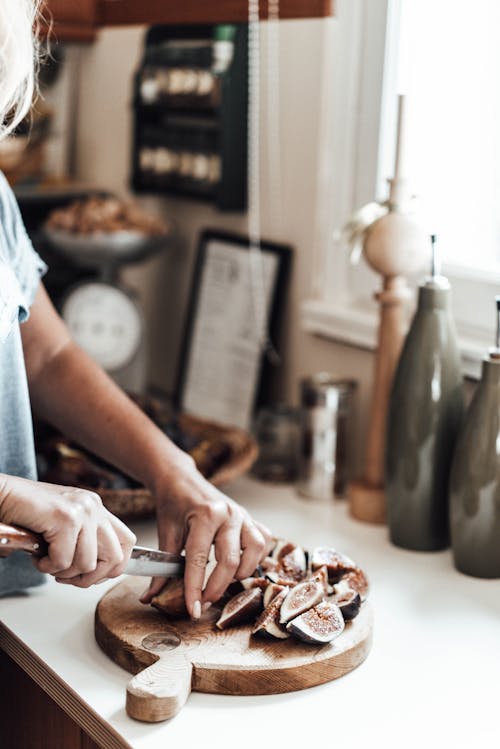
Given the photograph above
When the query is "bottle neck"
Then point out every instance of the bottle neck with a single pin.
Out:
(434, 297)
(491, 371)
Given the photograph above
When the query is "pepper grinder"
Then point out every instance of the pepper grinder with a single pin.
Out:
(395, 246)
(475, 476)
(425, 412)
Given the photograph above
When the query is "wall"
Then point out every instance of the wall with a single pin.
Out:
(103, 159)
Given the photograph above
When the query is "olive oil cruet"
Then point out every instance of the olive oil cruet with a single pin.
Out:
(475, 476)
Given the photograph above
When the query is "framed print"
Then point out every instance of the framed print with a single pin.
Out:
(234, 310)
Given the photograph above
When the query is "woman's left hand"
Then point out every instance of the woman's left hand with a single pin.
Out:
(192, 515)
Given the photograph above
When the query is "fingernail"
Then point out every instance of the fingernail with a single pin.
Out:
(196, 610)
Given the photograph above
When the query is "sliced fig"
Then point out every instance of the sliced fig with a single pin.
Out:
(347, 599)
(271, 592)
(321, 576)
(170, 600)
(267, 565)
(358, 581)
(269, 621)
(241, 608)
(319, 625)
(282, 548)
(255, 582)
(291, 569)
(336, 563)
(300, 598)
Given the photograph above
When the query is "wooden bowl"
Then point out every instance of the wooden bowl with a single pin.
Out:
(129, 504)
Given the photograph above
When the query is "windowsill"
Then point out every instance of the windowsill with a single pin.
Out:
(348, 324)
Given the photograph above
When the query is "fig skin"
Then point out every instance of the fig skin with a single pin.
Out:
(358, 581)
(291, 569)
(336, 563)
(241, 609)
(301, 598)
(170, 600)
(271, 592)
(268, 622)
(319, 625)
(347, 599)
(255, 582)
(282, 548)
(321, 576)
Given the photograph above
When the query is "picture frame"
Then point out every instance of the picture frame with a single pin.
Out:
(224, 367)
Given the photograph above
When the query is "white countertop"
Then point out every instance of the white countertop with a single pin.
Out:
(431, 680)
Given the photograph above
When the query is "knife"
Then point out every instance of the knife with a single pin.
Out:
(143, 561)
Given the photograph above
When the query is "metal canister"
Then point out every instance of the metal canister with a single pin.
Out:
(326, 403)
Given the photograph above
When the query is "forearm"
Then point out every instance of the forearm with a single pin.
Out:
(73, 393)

--

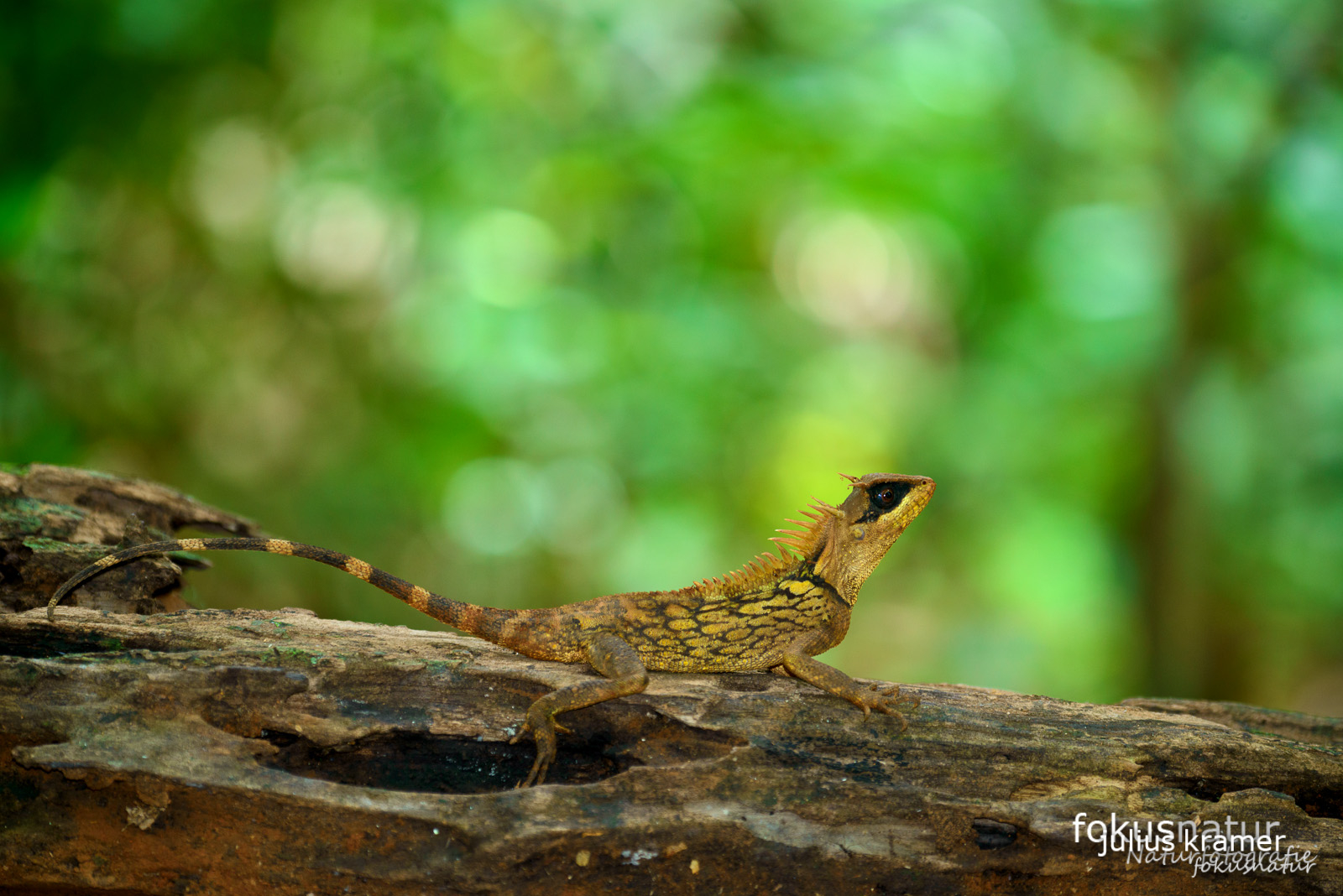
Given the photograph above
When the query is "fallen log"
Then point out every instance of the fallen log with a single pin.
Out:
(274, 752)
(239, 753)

Aim of the task →
Please copy each line of the material that has the string "grinder" somewhere in it.

Problem solution →
When the query is "pepper grinder"
Then point out every instance of the pepper grinder with a single pin.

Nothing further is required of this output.